### Selected extract

_ _ _ _ _ _ _

Doesn't E3 start in 6 days or something?


----------



## SkyeLegs (Jun 8, 2015)

Schwimmwagen said:


> Doesn't E3 start in 6 days or something?



Indeed, the Doom E3 reveal is on June 14. Even that is too long of a  wait though, and who knows when the game is actually coming out. I'm also impatient and I  wanna shoot things. D:

I'm gonna go try out DemonSteele in the meantime, looks like fun.


----------



## Kellie Gator (Jun 8, 2015)

Schwimmwagen said:


> Doesn't E3 start in 6 days or something?


I made a typo.

I wish I could watch the reveal on Sunday live but there's no way I can stay up at 2am-4am my time. Augh. D:

Next Monday can't come soon enough.


----------



## Taralack (Jun 14, 2015)

KELLIE

KELLIE ARE YOU WATCHING THE STREAM

I AM OFFICIALLY HYPED FOR DOOM


----------



## SkyeLegs (Jun 14, 2015)

OK, I was skeptical at first, but quickly got super hyped. The gameplay looks like it mixes the old with the new, and definitely has some Brutal Doom thrown in. I'm glad to see it looks like less of a corridor shooter; the level designs look more diverse and open, and the Hell parts just look awesome.

Also, off topic, but wow, I haven't seen Adam Sessler and Morgan Webb in a _long_ time.


----------



## LeviathanBones (Jun 14, 2015)

LETS GET THOSE DEMONS.


YEAH.


Lets also have a moment of silence for people who thought the Doom 3 Movie was going to be good.


----------



## DevilishlyHandsome49 (Jun 15, 2015)

Kellie, I know want Doom...badly. The chainsaw!!!


----------



## Kellie Gator (Jun 15, 2015)

Taralack said:


> KELLIE
> 
> KELLIE ARE YOU WATCHING THE STREAM
> 
> I AM OFFICIALLY HYPED FOR DOOM


I had to sleep but then I woke up, saw the trailer and made more noises than that strange lady who made those hilarious reactions to Twilight movie trailers.

Pretty much none of my fears have been confirmed for this game and when it can be pre-ordered I will certainly do so. This game is pretty much everything I wanted and some more. ;w;



Chrysocyon said:


> OK, I was skeptical at first, but quickly got super hyped. The gameplay looks like it mixes the old with the new, and definitely has some Brutal Doom thrown in.

_ _ _ _ _ _ _

### Records excerpted from a collection
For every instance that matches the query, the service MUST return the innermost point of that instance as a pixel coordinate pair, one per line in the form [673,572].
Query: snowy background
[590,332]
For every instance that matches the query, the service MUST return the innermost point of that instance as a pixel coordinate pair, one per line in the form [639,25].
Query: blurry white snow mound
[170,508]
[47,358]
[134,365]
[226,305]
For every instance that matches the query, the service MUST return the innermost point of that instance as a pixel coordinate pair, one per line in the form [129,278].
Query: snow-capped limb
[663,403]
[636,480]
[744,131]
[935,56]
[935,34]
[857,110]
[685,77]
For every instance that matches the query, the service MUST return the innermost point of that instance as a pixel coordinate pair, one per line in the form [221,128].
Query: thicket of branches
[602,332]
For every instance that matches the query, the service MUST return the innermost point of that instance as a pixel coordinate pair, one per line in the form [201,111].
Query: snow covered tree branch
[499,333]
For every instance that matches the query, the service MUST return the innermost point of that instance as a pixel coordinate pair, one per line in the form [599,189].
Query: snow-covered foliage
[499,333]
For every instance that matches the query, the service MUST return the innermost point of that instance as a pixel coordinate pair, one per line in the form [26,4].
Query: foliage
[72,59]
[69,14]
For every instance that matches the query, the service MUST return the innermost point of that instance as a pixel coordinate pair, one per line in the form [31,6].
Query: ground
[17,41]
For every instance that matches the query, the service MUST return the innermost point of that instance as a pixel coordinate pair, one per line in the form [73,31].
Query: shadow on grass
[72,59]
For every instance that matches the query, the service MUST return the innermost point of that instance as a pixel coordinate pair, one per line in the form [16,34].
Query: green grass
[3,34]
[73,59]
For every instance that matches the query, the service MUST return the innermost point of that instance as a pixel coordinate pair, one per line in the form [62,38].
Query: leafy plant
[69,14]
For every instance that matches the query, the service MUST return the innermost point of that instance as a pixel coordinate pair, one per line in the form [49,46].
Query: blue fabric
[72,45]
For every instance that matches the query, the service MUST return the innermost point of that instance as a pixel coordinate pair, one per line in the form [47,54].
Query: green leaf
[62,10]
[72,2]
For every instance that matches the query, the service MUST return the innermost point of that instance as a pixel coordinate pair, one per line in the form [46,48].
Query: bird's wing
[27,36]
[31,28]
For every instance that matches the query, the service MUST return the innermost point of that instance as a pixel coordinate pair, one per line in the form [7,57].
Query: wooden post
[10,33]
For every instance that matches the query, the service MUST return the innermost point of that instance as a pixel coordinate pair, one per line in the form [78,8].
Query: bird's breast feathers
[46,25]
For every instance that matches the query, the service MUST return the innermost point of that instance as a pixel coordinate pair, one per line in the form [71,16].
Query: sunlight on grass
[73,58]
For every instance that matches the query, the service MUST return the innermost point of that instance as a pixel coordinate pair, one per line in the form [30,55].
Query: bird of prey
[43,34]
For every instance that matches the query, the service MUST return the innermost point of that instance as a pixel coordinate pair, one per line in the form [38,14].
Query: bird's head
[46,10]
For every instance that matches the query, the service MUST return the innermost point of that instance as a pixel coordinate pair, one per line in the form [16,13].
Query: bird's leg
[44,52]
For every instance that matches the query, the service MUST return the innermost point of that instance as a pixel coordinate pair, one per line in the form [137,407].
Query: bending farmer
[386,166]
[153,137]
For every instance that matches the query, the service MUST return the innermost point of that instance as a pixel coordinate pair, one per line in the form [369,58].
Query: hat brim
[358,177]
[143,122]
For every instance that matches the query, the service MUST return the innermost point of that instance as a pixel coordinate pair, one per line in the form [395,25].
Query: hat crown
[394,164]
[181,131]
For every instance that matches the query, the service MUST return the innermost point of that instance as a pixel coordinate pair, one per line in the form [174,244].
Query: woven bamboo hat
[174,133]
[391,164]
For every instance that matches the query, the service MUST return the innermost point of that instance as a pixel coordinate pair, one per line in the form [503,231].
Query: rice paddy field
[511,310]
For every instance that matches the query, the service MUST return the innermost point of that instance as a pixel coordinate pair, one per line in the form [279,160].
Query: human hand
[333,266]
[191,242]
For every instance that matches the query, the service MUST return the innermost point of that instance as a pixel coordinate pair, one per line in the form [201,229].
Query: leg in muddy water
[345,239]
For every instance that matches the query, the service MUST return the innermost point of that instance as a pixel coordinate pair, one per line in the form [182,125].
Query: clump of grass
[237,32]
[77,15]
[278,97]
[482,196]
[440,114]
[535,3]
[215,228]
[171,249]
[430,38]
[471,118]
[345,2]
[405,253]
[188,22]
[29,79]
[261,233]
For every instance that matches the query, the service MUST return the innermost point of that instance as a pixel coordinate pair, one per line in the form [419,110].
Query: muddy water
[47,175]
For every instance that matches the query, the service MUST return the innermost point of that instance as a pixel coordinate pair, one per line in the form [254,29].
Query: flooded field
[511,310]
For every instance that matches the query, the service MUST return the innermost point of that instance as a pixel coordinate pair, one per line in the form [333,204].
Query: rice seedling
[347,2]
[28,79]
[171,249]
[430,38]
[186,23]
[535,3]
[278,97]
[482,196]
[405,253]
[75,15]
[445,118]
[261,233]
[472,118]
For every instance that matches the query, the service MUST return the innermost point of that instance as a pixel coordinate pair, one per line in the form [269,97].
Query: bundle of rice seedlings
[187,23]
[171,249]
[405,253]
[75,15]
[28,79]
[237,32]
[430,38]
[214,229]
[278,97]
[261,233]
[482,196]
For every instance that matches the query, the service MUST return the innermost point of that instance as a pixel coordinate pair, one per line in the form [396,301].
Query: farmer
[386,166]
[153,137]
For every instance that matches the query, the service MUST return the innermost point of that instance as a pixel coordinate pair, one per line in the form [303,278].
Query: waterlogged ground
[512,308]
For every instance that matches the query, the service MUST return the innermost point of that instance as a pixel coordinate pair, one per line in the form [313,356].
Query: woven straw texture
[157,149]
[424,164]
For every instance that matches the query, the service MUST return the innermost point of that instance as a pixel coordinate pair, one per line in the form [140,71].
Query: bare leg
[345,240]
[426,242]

_ _ _ _ _ _ _

### What to work on
1) Do these statements agree with the forum thread on the Doom reveal? (a) SkyeLegs gives June 14 as the date of the Doom E3 reveal. (b) Kellie Gator stayed awake to watch the reveal stream live. (c) SkyeLegs thinks the game looks more like a corridor shooter. Answer yes or no for each, and quote the deciding words of the thread.
2) List every username that appears in a post header of the Doom forum thread, counting each name once.
3) According to the Doom forum thread, at what hours would the Sunday live reveal air in Kellie Gator's local time?

### Outputs
1)
(a) Yes: "Indeed, the Doom E3 reveal is on June 14."
(b) No: "I had to sleep but then I woke up, saw the trailer"
(c) No: "I'm glad to see it looks like less of a corridor shooter"

2) SkyeLegs, Kellie Gator, Taralack, LeviathanBones, DevilishlyHandsome49

3) From 2am to 4am.